#### [EXTRAIT CHOISI]
Conseil d'utilisation : ceci n'est qu'un blog. Mais sa présentation et sa mise en page sont conçues pour qu'il soit consulté sur un écran de taille raisonnablement grande et non pas sur celui d'un ego-téléphone pendant un trajet dans les transports en commun ou une pause aux chiottes. Le plus important restant évidemment d'écouter de la musique. CONTACT, etc. en écrivant à hazam@riseup.net

jeudi 27 février 2020

V/A The Fall - A French Tribute


L’acte de naissance de Teenage Hate records remonte au 2 janvier 2014, date à laquelle le label basé entre Lyon et Vienne a officiellement publié sa toute première référence : un album tribute à Jay Reatard – le nom du label est d’ailleurs tiré de l’album Teenage Hate des Reatards. Autant dire que ce premier disque ne m’avait fait ni chaud ni froid, n’étant pas un inconditionnel de feu Jimmy Lee Lindsay Jr. ni de sa musique, que ce soit en groupe ou en solo (alors que dans cette grande ville magnifique et pétulante où j’habite beaucoup lui vouent un véritable culte). Je concède que certains titres de Jay Reatard ne me déplaisent absolument pas mais – encore cette vieille histoire de goûts et de couleurs – ce n’est tout simplement pas mon truc, un truc que cette fameuse compilation n’avait pas réussi à enjoliver.
Quelques années et quelques références consacrées à des groupes locaux* plus tard Teenage Hate records remet ça avec un autre tribute, cette fois-ci tournant autour de THE FALL. Et là ce n’est plus du tout la même histoire : dans mon cœur Mark E. Smith représente tout autre chose qu’un Jay Reatard et j’étais assez curieux de découvrir toutes ces nouvelles versions de chansons que j’adore. Malgré quelques détails qui choqueront toujours mon petit côté libertaire en carton-pâte (pourquoi cette appellation « a french tribute » ? qu’est ce que l’on en a à foutre qu’un groupe soit originaire de Saint-Brieuc ou de Brooklyn ?) The Fall - A French Tribute se révèlerait presque à la hauteur de l’enjeu. 

Mais passons... Comme pour l’hommage à Jay Reatard la pochette de ce nouveau disque est agrémentée d’une photo de Mark E. Smith (encore jeune, fort heureusement) signée R. Bellia. L’insert est doté d’un texte bien foutu et à certains moments plutôt hilarant, les notes du disque précisent de quels enregistrements de The Fall sont extraits les reprises proposées ici et l’objet a de l’allure.

#### [DONNÉES FOURNIES]
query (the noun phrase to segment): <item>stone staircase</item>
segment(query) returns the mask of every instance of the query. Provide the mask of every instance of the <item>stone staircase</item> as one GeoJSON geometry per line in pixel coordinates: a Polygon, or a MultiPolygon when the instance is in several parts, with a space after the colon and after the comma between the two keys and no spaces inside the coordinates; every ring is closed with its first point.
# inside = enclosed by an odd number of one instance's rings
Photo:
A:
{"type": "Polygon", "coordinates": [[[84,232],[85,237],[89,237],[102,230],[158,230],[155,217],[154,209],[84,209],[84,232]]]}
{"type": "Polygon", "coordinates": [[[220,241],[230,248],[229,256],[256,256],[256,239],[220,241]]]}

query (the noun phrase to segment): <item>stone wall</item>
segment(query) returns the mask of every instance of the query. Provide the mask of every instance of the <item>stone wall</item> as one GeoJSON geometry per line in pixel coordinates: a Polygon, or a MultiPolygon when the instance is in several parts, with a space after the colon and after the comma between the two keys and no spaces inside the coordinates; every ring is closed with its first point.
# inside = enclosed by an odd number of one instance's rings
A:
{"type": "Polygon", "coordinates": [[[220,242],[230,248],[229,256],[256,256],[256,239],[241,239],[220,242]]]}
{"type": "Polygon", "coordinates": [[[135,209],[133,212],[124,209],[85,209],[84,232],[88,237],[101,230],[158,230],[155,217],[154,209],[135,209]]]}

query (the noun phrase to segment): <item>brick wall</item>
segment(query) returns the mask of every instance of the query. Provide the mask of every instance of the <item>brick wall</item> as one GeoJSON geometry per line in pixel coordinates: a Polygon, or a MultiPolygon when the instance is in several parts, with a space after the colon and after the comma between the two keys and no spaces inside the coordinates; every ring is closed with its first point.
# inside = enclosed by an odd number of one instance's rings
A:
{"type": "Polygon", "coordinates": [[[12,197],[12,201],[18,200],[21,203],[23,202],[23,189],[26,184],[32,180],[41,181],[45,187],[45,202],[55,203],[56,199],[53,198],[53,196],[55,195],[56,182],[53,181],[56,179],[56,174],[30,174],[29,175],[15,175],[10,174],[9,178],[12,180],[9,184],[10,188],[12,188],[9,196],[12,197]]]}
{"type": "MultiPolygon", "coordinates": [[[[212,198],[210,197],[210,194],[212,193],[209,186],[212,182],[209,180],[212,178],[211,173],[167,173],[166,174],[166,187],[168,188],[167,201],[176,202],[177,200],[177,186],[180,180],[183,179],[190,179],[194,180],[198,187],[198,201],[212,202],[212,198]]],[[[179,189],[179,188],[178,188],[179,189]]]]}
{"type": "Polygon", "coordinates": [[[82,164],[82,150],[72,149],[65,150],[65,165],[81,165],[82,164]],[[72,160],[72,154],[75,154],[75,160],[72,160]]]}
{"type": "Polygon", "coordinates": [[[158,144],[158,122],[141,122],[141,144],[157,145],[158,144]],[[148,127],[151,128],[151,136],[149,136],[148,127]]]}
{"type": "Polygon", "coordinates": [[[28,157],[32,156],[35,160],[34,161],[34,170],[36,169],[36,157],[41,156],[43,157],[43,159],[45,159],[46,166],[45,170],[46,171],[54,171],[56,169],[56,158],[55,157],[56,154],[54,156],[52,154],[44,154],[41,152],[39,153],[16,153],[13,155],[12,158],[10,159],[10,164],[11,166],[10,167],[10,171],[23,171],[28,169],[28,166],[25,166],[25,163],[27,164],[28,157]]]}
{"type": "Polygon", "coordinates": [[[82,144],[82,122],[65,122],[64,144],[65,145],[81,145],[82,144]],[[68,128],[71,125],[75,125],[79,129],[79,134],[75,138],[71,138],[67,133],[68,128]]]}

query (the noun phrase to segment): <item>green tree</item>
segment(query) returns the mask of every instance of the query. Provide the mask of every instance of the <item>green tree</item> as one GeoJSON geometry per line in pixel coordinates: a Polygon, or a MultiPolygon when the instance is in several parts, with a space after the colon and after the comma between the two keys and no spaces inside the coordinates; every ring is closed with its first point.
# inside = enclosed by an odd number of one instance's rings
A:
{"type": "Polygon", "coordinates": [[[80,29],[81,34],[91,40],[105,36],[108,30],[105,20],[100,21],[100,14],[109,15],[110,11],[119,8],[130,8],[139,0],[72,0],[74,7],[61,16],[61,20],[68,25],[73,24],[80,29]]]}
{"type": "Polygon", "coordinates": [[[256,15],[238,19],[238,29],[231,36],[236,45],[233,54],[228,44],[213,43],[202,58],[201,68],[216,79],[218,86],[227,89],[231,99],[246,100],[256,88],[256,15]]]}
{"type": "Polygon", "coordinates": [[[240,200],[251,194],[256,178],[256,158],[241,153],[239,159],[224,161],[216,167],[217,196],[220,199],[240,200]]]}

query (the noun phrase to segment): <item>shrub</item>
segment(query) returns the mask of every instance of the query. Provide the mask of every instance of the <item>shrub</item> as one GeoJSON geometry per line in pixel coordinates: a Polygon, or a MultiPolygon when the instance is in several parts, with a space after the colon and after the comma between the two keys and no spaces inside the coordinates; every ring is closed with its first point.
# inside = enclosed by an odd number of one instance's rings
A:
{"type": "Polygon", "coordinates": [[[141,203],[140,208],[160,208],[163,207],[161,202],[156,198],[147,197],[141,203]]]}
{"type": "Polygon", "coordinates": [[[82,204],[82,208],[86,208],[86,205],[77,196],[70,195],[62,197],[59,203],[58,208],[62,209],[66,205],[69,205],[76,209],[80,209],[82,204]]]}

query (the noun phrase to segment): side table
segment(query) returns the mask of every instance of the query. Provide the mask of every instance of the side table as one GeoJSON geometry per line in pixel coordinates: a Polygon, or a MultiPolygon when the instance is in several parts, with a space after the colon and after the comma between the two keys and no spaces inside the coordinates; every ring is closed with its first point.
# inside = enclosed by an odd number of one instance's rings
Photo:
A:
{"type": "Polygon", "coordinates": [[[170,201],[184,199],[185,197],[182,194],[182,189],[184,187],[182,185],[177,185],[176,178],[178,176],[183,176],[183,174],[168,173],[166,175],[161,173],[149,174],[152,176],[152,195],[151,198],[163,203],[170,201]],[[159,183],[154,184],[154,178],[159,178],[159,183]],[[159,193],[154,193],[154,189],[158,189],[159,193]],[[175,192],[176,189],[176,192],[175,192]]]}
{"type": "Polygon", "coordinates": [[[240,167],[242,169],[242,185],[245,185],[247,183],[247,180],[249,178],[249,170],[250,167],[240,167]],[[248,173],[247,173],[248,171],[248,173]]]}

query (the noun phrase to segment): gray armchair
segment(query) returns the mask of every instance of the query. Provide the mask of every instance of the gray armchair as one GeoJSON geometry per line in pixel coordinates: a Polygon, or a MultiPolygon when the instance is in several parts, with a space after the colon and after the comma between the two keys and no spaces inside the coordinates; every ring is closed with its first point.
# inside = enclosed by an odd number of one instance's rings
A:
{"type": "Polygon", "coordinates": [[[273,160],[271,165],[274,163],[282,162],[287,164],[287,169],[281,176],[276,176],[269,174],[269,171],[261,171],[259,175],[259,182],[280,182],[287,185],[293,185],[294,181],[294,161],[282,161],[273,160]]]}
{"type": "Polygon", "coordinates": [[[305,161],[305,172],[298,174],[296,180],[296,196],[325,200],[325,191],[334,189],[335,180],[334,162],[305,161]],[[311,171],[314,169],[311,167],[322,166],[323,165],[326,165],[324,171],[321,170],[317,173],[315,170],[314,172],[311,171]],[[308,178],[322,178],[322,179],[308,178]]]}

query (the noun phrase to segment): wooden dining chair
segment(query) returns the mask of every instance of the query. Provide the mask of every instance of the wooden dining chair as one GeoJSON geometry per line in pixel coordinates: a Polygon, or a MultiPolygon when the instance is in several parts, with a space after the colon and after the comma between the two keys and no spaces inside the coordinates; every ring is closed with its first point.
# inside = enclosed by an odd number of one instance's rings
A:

#### [LISTE DES TÂCHES]
1) D'après l'extrait choisi, de quel album vient le nom du label Teenage Hate records ?
2) Pour chaque affirmation, dites si elle concorde avec l'extrait choisi, en citant les mots qui tranchent. (a) La première référence du label est un hommage à The Fall. (b) Le label est basé entre Lyon et Vienne. (c) La photo de Mark E. Smith sur la pochette du nouveau disque est signée R. Bellia.
3) Recopiez, s'il vous plaît, le passage de l'extrait choisi qui commence par « L’acte de naissance » et se termine par « réussi à enjoliver. ».

#### [CORRIGÉ DES TÂCHES]
1) De l'album Teenage Hate des Reatards.

2)
(a) Non : « sa toute première référence : un album tribute à Jay Reatard ».
(b) Oui : « le label basé entre Lyon et Vienne ».
(c) Oui : « une photo de Mark E. Smith (encore jeune, fort heureusement) signée R. Bellia ».

3)
L’acte de naissance de Teenage Hate records remonte au 2 janvier 2014, date à laquelle le label basé entre Lyon et Vienne a officiellement publié sa toute première référence : un album tribute à Jay Reatard – le nom du label est d’ailleurs tiré de l’album Teenage Hate des Reatards. Autant dire que ce premier disque ne m’avait fait ni chaud ni froid, n’étant pas un inconditionnel de feu Jimmy Lee Lindsay Jr. ni de sa musique, que ce soit en groupe ou en solo (alors que dans cette grande ville magnifique et pétulante où j’habite beaucoup lui vouent un véritable culte). Je concède que certains titres de Jay Reatard ne me déplaisent absolument pas mais – encore cette vieille histoire de goûts et de couleurs – ce n’est tout simplement pas mon truc, un truc que cette fameuse compilation n’avait pas réussi à enjoliver.